**TEXTE SOURCE**

───

La communauté scientifique interpelle les États sur le risque de laisser disparaître des semences, celles-ci contiennent des gènes et disposent de propriétés bénéfiques à l’homme.

Les budgets réservés à la protection de la biodiversité restent trop faibles pour une collecte et une conservation suffisante. Dès 2000, Cary Fowler, environnementaliste américain fervent défenseur de l’agriculture et de la biodiversité, se dit préoccupé par la vétusté des banques de conservation existantes et par les conséquences sur la préservation des capacités de germination des graines ainsi stockées.

De là, naît il y a une quinzaine d’années, l’idée d’un stockage unique et sécurisé, hébergé dans un environnement stable, tant sur le plan politique que climatique. L’environnementaliste pense alors à l’archipel norvégien et convainc des gouvernements et organisations de s’associer pour y créer un stockage d’ampleur mutualisé. Un trou est alors creusé dans le permafrost norvégien pour y accueillir la plus grande collection semencière au monde.

───

**JEU DE DONNÉES**
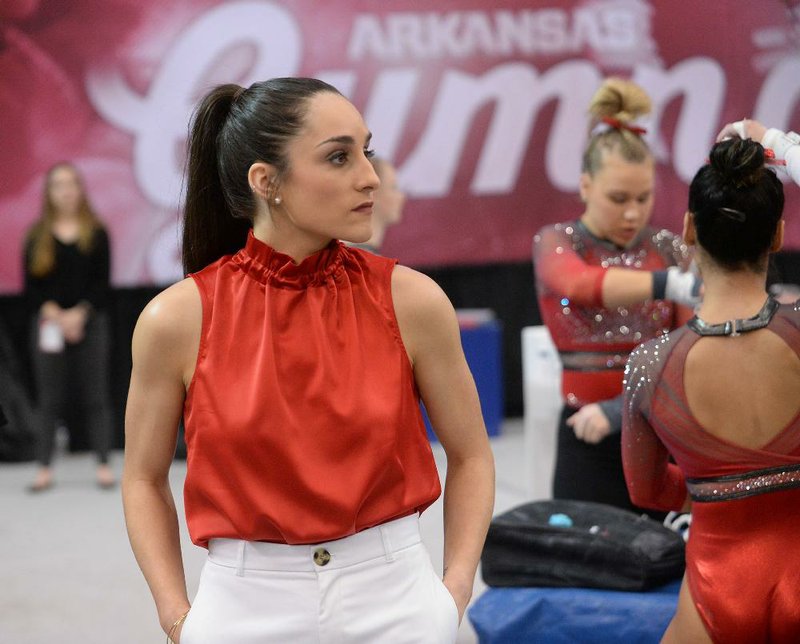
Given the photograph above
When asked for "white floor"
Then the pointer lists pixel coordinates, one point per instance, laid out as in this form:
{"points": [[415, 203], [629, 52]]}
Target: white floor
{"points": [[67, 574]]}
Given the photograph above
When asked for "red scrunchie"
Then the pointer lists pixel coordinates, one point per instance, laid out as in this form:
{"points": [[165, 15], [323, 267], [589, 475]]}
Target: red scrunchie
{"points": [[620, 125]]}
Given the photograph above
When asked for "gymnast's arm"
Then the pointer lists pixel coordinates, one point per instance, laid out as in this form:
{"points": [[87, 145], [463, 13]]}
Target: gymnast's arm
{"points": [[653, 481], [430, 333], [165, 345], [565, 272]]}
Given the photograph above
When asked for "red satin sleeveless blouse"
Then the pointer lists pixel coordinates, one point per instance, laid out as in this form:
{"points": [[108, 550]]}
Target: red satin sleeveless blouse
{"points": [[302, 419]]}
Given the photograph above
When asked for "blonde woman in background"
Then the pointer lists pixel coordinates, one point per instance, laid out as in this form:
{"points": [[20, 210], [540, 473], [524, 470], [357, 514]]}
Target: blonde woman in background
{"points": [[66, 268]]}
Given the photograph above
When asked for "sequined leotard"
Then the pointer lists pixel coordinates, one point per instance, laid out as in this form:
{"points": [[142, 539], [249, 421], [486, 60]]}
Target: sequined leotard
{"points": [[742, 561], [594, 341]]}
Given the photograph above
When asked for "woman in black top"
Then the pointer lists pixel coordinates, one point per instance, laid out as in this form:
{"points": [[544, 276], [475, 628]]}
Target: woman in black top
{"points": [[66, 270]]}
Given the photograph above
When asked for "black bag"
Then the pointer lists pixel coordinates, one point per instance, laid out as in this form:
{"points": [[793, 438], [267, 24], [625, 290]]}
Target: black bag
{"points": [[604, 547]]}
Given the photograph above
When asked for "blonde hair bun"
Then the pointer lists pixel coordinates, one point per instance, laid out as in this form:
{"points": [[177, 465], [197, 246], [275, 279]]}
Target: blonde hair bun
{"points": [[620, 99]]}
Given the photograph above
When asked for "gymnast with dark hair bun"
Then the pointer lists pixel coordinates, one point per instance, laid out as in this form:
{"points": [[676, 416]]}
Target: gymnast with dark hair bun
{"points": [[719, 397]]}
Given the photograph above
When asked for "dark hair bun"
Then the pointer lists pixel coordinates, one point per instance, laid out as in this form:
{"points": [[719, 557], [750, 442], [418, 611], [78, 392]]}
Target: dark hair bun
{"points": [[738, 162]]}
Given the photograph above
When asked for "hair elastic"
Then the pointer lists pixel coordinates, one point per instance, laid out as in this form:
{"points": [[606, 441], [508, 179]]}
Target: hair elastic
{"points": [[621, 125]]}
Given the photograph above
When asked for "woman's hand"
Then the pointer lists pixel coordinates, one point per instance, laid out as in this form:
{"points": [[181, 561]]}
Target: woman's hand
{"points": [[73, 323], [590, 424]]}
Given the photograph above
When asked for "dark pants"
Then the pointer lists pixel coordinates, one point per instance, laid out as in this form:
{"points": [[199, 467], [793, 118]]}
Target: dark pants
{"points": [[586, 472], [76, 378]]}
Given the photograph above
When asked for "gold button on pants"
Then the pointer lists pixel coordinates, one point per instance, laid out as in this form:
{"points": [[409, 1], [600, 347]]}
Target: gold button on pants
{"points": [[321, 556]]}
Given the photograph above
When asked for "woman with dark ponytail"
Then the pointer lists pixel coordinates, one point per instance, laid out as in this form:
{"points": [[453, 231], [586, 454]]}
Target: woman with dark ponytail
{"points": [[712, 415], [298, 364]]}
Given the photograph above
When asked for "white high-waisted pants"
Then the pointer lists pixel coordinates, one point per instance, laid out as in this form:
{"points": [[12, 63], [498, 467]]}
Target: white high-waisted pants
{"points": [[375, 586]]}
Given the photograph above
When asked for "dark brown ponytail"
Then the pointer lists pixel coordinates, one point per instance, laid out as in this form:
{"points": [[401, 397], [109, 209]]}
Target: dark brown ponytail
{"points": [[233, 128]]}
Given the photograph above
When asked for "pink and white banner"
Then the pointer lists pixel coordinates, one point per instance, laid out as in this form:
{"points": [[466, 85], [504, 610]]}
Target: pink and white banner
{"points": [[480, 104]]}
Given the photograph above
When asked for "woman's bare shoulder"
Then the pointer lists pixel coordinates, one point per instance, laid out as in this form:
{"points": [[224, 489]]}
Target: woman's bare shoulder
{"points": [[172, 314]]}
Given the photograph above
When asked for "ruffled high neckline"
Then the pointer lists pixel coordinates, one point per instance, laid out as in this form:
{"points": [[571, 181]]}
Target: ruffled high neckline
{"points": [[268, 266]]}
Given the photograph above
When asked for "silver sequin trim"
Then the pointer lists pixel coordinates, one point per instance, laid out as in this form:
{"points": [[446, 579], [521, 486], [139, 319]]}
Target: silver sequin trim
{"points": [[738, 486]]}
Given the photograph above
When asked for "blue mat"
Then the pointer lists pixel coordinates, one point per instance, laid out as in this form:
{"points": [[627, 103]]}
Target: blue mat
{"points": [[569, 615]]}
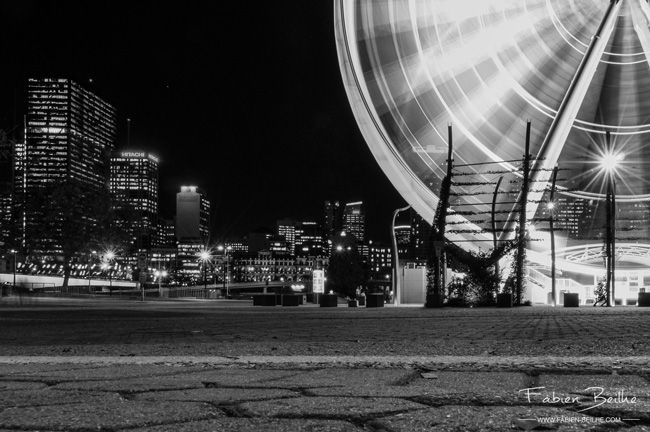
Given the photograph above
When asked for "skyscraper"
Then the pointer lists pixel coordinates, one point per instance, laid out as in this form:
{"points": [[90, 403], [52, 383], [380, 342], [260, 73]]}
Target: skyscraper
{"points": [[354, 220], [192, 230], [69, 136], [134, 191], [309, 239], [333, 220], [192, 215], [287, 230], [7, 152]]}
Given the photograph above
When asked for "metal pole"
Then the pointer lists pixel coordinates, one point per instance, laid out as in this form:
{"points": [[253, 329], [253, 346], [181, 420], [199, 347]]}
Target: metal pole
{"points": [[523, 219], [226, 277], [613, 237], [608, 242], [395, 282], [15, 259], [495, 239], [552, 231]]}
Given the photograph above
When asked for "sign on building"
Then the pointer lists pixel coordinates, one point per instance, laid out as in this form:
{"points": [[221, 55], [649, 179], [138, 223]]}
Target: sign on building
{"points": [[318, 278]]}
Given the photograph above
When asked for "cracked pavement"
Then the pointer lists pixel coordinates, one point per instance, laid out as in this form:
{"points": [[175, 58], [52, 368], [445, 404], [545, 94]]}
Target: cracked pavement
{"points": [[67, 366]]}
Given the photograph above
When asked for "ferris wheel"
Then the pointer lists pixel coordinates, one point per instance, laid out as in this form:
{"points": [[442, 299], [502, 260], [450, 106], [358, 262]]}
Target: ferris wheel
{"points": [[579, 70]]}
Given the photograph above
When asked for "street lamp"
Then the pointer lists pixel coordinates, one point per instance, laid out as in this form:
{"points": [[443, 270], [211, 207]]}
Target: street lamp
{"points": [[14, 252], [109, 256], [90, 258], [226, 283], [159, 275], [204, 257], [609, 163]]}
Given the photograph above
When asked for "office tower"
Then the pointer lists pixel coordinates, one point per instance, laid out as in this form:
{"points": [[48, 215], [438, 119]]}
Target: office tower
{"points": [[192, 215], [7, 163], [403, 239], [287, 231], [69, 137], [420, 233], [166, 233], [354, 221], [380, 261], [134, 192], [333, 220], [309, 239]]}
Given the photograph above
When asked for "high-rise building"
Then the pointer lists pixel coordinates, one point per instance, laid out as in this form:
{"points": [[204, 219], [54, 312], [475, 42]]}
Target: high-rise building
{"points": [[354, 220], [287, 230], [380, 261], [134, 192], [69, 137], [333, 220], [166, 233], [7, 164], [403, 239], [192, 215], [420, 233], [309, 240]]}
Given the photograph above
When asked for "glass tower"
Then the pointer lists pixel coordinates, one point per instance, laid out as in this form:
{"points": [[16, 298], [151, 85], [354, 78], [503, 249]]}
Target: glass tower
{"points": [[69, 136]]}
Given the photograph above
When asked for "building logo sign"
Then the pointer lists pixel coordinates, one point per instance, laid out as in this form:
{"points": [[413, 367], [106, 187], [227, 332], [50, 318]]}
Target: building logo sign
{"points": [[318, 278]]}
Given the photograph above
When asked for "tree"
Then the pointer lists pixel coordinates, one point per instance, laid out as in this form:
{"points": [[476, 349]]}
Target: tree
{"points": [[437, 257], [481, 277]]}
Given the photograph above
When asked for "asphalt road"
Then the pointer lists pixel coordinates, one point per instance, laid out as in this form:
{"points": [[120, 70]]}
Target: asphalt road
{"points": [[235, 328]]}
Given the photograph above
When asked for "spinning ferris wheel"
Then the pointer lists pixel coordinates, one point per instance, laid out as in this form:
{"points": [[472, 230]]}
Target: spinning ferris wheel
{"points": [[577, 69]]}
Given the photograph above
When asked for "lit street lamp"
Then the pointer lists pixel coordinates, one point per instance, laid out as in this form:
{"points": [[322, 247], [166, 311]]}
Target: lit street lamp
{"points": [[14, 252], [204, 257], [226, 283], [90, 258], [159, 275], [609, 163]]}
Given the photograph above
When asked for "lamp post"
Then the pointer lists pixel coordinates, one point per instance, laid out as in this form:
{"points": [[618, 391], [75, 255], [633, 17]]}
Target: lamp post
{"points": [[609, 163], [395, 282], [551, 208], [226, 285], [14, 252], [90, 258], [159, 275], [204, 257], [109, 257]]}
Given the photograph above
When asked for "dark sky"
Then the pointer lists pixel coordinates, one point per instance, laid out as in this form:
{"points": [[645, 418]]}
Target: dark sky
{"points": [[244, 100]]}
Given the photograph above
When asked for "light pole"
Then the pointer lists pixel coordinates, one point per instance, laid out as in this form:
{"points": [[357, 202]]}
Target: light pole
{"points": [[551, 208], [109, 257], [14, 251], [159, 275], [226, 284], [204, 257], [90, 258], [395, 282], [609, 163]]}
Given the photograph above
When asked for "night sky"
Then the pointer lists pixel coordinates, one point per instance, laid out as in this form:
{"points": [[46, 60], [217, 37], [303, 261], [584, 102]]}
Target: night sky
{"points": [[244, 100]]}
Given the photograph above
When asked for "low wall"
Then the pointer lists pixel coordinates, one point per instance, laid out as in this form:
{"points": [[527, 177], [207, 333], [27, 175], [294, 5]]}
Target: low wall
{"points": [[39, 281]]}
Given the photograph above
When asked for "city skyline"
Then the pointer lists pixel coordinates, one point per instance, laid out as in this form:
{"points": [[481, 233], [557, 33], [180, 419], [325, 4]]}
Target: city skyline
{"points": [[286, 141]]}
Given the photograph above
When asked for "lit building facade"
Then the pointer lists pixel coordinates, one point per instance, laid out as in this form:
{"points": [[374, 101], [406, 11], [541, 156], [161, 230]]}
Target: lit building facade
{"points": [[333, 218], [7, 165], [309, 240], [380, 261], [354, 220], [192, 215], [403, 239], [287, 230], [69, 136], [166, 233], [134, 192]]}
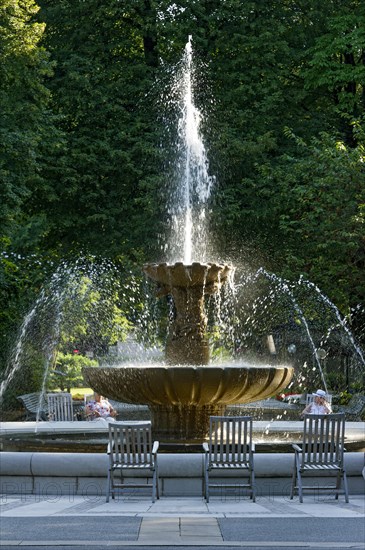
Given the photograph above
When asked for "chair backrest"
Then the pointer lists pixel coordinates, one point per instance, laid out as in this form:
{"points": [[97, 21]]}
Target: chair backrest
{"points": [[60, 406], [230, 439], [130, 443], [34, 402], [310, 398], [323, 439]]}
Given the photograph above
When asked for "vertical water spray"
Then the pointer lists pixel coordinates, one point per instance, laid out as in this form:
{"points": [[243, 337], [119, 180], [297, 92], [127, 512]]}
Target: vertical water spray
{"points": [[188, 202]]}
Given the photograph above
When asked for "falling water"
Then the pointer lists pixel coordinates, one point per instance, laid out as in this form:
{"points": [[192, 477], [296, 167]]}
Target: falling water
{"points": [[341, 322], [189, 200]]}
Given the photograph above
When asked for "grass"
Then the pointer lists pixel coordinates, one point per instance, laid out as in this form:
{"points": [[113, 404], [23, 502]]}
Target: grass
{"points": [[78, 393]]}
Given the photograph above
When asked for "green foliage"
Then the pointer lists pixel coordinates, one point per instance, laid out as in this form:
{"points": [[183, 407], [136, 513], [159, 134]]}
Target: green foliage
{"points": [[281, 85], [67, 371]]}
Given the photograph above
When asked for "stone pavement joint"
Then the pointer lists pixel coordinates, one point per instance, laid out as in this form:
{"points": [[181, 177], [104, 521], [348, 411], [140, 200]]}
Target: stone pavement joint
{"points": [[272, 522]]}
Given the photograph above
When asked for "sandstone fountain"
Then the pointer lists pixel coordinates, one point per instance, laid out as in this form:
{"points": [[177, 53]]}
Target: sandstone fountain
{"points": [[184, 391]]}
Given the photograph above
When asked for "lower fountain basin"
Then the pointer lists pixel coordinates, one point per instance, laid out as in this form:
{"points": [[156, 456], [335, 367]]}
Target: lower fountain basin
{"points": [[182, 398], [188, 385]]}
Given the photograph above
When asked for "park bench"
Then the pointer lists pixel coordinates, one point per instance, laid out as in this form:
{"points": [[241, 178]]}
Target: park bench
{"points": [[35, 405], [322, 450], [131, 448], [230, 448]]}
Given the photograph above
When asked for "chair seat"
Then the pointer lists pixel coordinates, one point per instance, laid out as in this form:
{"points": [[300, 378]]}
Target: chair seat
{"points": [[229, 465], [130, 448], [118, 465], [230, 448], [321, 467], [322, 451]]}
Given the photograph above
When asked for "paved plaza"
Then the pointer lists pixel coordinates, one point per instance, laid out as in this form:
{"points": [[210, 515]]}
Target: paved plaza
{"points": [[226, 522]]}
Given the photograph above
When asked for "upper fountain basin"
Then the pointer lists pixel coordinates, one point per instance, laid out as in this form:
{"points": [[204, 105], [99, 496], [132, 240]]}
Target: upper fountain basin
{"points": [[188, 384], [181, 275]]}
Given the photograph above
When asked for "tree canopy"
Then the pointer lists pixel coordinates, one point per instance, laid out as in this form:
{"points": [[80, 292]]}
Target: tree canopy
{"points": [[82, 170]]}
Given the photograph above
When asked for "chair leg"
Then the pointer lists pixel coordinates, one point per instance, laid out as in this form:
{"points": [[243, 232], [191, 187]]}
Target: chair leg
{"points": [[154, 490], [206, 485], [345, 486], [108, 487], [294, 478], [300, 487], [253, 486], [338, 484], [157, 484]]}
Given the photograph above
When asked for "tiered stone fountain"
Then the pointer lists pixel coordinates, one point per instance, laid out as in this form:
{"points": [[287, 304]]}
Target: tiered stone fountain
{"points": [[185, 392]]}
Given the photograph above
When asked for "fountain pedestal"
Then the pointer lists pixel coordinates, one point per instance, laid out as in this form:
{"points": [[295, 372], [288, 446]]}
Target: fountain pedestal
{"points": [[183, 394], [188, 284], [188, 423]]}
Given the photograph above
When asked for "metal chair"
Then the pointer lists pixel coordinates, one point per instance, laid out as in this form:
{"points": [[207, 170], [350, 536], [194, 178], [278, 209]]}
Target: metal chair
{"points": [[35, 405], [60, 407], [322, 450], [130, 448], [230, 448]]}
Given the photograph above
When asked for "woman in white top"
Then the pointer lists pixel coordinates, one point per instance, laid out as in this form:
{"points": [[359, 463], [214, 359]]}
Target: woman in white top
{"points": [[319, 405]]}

───

**EXERCICE**
D'après le texte source, qu'est-ce qui préoccupe Cary Fowler dès 2000 ?

**SOLUTION RÉDIGÉE**
La vétusté des banques de conservation existantes et ses conséquences sur la préservation des capacités de germination des graines qui y sont stockées.